→ TASK PROMPT: Although the data below holds other lines too, output only those from the line with "Query: wet sand" up to and including the line with "Every instance of the reflection", exactly as they appear.

[RECORDS Boundary: Start]

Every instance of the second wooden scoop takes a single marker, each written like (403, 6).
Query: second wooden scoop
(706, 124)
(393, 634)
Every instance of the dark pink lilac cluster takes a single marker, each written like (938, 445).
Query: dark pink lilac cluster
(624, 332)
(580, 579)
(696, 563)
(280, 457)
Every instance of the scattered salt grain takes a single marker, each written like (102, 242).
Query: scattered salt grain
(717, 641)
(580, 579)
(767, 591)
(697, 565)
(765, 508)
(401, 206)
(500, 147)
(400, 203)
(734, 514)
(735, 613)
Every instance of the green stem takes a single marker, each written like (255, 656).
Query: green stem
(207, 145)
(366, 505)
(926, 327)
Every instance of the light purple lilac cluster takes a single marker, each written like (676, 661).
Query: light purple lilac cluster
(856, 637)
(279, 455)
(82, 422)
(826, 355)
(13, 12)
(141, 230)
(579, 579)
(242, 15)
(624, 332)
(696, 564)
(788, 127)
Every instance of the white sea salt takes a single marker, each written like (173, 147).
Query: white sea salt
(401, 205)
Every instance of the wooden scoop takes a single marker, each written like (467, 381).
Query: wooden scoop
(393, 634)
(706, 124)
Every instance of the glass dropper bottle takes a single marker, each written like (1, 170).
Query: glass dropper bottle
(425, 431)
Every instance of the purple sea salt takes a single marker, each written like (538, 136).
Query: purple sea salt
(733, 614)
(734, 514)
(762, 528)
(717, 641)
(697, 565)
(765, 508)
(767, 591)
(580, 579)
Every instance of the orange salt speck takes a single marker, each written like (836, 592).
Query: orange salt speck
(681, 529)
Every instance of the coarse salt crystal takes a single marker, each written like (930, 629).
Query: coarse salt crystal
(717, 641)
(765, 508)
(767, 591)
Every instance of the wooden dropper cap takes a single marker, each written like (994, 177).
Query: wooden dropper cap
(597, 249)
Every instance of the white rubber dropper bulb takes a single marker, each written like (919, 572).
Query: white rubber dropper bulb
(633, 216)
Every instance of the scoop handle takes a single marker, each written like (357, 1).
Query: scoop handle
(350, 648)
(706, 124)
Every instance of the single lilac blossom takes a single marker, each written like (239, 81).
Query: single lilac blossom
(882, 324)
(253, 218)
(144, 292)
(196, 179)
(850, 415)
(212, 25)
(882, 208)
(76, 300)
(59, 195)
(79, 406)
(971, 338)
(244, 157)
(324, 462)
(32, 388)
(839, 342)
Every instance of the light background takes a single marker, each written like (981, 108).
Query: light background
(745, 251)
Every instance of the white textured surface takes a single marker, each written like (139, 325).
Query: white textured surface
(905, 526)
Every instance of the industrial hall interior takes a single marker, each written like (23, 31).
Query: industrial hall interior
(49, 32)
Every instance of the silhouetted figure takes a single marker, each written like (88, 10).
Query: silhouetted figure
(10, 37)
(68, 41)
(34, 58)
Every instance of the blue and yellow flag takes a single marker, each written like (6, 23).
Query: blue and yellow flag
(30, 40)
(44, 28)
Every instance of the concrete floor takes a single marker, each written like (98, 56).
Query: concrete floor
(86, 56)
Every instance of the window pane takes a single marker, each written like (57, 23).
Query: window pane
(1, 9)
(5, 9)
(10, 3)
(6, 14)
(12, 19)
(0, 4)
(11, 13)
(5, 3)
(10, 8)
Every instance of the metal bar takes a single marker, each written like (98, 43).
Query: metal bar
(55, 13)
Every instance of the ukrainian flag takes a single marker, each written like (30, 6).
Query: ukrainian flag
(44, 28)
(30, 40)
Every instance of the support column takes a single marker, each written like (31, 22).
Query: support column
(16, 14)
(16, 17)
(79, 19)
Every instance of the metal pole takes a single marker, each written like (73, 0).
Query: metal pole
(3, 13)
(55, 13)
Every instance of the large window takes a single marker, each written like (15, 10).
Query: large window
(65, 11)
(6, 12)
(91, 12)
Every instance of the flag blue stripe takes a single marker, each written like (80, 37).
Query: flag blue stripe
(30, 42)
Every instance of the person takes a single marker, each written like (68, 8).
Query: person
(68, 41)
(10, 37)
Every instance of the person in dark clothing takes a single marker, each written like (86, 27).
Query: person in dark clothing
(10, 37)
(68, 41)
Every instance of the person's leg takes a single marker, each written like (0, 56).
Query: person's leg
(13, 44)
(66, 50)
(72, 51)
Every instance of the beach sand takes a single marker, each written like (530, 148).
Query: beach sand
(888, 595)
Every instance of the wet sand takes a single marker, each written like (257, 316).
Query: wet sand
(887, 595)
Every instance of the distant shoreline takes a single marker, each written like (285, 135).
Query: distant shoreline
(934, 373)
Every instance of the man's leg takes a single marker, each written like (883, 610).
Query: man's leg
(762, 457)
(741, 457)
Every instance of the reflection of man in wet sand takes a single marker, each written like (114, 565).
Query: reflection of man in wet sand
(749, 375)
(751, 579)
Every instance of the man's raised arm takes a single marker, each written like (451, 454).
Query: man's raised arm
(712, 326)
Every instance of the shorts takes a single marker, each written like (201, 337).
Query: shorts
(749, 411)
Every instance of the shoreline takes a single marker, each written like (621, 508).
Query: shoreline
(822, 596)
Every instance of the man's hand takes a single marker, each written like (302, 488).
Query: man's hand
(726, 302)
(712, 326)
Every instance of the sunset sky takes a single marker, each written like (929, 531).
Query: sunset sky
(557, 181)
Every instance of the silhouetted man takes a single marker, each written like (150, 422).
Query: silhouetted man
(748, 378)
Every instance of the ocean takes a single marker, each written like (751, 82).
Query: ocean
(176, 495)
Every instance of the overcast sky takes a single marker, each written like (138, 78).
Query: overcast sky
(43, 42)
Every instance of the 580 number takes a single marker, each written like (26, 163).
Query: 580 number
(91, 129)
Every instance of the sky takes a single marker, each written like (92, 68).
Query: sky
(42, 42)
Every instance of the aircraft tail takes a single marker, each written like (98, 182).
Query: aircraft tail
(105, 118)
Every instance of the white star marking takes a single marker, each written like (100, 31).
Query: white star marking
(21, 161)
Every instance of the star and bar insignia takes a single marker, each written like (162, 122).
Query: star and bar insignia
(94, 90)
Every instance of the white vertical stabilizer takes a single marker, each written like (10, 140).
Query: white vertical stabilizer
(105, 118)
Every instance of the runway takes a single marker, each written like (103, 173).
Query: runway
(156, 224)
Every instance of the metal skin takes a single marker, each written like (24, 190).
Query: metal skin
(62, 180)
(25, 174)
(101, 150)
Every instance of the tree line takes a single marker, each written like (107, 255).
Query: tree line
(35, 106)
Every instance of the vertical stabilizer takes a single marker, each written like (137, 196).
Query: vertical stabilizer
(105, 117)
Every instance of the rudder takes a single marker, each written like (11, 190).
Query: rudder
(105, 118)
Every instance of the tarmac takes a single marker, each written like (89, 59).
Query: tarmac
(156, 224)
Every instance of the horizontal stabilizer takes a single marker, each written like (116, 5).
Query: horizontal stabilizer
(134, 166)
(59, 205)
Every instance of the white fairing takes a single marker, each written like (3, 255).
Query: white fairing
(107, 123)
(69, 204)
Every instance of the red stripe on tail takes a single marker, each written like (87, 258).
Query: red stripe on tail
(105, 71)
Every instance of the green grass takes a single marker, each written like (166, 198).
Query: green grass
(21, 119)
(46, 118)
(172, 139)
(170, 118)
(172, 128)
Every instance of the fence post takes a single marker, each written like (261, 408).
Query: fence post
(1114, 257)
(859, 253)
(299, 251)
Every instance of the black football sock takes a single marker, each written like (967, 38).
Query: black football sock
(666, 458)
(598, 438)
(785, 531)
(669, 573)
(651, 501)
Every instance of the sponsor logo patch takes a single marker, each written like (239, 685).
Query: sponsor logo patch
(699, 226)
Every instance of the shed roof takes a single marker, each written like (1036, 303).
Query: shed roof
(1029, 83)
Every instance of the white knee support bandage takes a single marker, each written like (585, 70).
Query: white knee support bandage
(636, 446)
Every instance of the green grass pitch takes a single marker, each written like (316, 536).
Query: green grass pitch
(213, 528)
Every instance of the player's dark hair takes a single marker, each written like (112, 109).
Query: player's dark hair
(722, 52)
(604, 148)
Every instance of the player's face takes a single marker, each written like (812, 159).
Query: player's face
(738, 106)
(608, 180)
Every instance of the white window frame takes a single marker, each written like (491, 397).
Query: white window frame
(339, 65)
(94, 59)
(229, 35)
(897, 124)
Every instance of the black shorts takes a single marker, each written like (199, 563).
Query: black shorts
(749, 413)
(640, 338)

[RECORDS Boundary: End]

→ ANSWER FOR THE TASK:
Query: wet sand
(887, 595)
Every instance of the distant shoreline takes a single marker, each written like (285, 135).
Query: distant shoreline
(934, 373)
Every instance of the man's leg takes a single marker, each written like (883, 610).
Query: man's leg
(762, 457)
(741, 457)
Every instance of the reflection of man in wet sand takes a single marker, each written like (114, 565).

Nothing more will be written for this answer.